## Exercise data
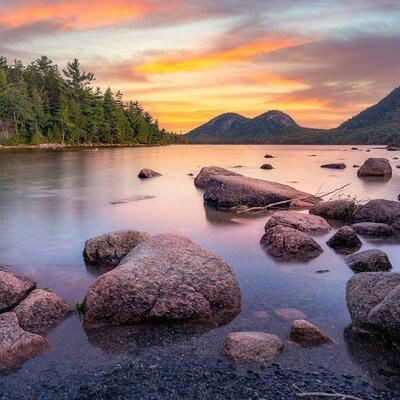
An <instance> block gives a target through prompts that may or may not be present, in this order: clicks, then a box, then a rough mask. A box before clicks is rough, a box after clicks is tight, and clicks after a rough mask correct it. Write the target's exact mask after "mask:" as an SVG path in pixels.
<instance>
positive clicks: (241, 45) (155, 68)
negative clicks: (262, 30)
mask: <svg viewBox="0 0 400 400" xmlns="http://www.w3.org/2000/svg"><path fill="white" fill-rule="evenodd" d="M308 41H309V39H305V38H302V39H292V38H285V37H274V36H272V37H271V36H269V37H263V38H258V39H256V40H253V41H251V42H249V43H245V44H242V45H239V46H236V47H232V48H229V49H224V50H220V51H214V52H210V53H209V54H199V55H193V56H192V57H187V55H183V56H181V57H177V58H161V59H158V60H157V59H156V60H154V61H149V62H147V63H145V64H142V65H139V66H138V67H137V70H138V71H139V72H141V73H146V74H168V73H174V72H187V71H194V70H200V69H207V68H210V67H213V66H216V65H218V64H223V63H231V62H241V61H249V60H251V59H252V58H254V57H255V56H256V55H258V54H266V53H270V52H272V51H275V50H280V49H284V48H288V47H292V46H297V45H300V44H303V43H306V42H308Z"/></svg>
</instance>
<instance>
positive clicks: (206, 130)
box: [186, 88, 400, 144]
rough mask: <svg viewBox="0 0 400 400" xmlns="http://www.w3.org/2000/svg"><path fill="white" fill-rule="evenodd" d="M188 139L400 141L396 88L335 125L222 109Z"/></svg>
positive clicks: (321, 143)
mask: <svg viewBox="0 0 400 400" xmlns="http://www.w3.org/2000/svg"><path fill="white" fill-rule="evenodd" d="M186 137H187V141H188V143H210V144H212V143H213V144H222V143H232V144H239V143H245V144H246V143H248V144H252V143H254V144H263V143H265V144H267V143H274V144H391V143H397V142H400V88H397V89H395V90H393V91H392V92H391V93H390V94H389V95H388V96H386V97H385V98H384V99H382V100H381V101H380V102H379V103H377V104H375V105H374V106H372V107H369V108H367V109H366V110H364V111H362V112H361V113H360V114H358V115H356V116H355V117H353V118H351V119H349V120H348V121H346V122H344V123H343V124H341V125H340V126H339V127H337V128H335V129H329V130H327V129H312V128H305V127H301V126H299V125H298V124H297V123H296V122H295V121H294V120H293V119H292V118H291V117H290V116H289V115H287V114H285V113H283V112H281V111H277V110H273V111H268V112H266V113H264V114H261V115H259V116H257V117H255V118H246V117H243V116H242V115H239V114H235V113H226V114H222V115H219V116H218V117H215V118H213V119H212V120H210V121H209V122H207V123H205V124H204V125H201V126H199V127H198V128H196V129H193V130H192V131H191V132H189V133H188V134H187V135H186Z"/></svg>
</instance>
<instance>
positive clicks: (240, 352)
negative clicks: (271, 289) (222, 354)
mask: <svg viewBox="0 0 400 400" xmlns="http://www.w3.org/2000/svg"><path fill="white" fill-rule="evenodd" d="M284 348H285V345H284V343H283V340H282V339H280V338H279V337H278V336H275V335H271V334H268V333H263V332H234V333H231V334H229V335H228V337H227V338H226V340H225V341H224V343H223V345H222V351H223V352H224V354H226V355H227V356H228V357H229V358H231V359H232V360H234V361H236V362H264V361H267V360H269V359H271V358H273V357H276V356H277V355H278V354H280V353H281V352H282V351H283V350H284Z"/></svg>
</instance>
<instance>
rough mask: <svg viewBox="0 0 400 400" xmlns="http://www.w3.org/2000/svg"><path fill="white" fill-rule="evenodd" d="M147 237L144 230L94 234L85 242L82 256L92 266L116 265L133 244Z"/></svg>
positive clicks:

## Directions for this task
Keep the pictures out and write out the records exactly.

## Response area
An <instance> block gives a target through prompts that may or may not be present, in this order: clicks, then a box, then a rough mask. A box before clicks is rough, a box after clicks is tight, and clicks after a rough mask correct it. Write the target's exact mask after "mask:" as an SVG path in pixels.
<instance>
positive clicks: (241, 45) (155, 68)
negative clicks: (262, 30)
mask: <svg viewBox="0 0 400 400" xmlns="http://www.w3.org/2000/svg"><path fill="white" fill-rule="evenodd" d="M308 41H309V39H305V38H302V39H292V38H285V37H274V36H272V37H271V36H269V37H263V38H258V39H256V40H253V41H251V42H249V43H245V44H242V45H239V46H236V47H232V48H229V49H224V50H220V51H214V52H210V53H209V54H199V55H193V56H192V57H187V55H183V56H181V57H177V58H161V59H158V60H157V59H156V60H154V61H149V62H147V63H145V64H142V65H139V66H138V67H137V70H138V71H139V72H141V73H146V74H168V73H174V72H187V71H194V70H200V69H207V68H210V67H213V66H216V65H218V64H223V63H231V62H241V61H249V60H251V59H252V58H254V57H255V56H256V55H258V54H266V53H270V52H272V51H275V50H280V49H284V48H288V47H292V46H297V45H300V44H303V43H306V42H308Z"/></svg>
</instance>
<instance>
positive clicks: (206, 130)
box: [186, 88, 400, 144]
rough mask: <svg viewBox="0 0 400 400" xmlns="http://www.w3.org/2000/svg"><path fill="white" fill-rule="evenodd" d="M188 139L400 141L396 88L335 125L222 109Z"/></svg>
positive clicks: (321, 143)
mask: <svg viewBox="0 0 400 400" xmlns="http://www.w3.org/2000/svg"><path fill="white" fill-rule="evenodd" d="M186 137H187V141H188V143H210V144H212V143H213V144H222V143H232V144H239V143H245V144H246V143H248V144H252V143H254V144H263V143H265V144H267V143H274V144H391V143H397V142H400V88H397V89H395V90H393V91H392V92H391V93H390V94H389V95H388V96H386V97H385V98H384V99H382V100H381V101H380V102H379V103H377V104H375V105H374V106H372V107H369V108H367V109H366V110H364V111H362V112H361V113H360V114H358V115H356V116H355V117H353V118H351V119H349V120H348V121H346V122H344V123H343V124H341V125H340V126H339V127H337V128H335V129H329V130H327V129H312V128H305V127H301V126H299V125H298V124H297V123H296V122H295V121H294V120H293V119H292V118H291V117H290V116H289V115H287V114H285V113H283V112H281V111H277V110H273V111H268V112H266V113H264V114H261V115H259V116H257V117H255V118H246V117H243V116H242V115H239V114H235V113H226V114H222V115H219V116H218V117H215V118H213V119H212V120H210V121H209V122H207V123H205V124H204V125H201V126H199V127H198V128H196V129H193V130H192V131H191V132H189V133H188V134H187V135H186Z"/></svg>
</instance>
<instance>
positive clicks: (240, 352)
negative clicks: (271, 289) (222, 354)
mask: <svg viewBox="0 0 400 400" xmlns="http://www.w3.org/2000/svg"><path fill="white" fill-rule="evenodd" d="M284 348H285V345H284V343H283V340H282V339H280V338H279V337H278V336H275V335H271V334H268V333H263V332H234V333H231V334H229V335H228V337H227V338H226V340H225V341H224V343H223V345H222V351H223V352H224V354H226V355H227V356H228V357H229V358H231V359H232V360H234V361H236V362H264V361H267V360H269V359H271V358H273V357H276V356H277V355H278V354H280V353H281V352H282V351H283V350H284Z"/></svg>
</instance>
<instance>
rough mask: <svg viewBox="0 0 400 400" xmlns="http://www.w3.org/2000/svg"><path fill="white" fill-rule="evenodd" d="M147 237L144 230L94 234L85 242L82 256L92 266L116 265L133 244Z"/></svg>
positive clicks:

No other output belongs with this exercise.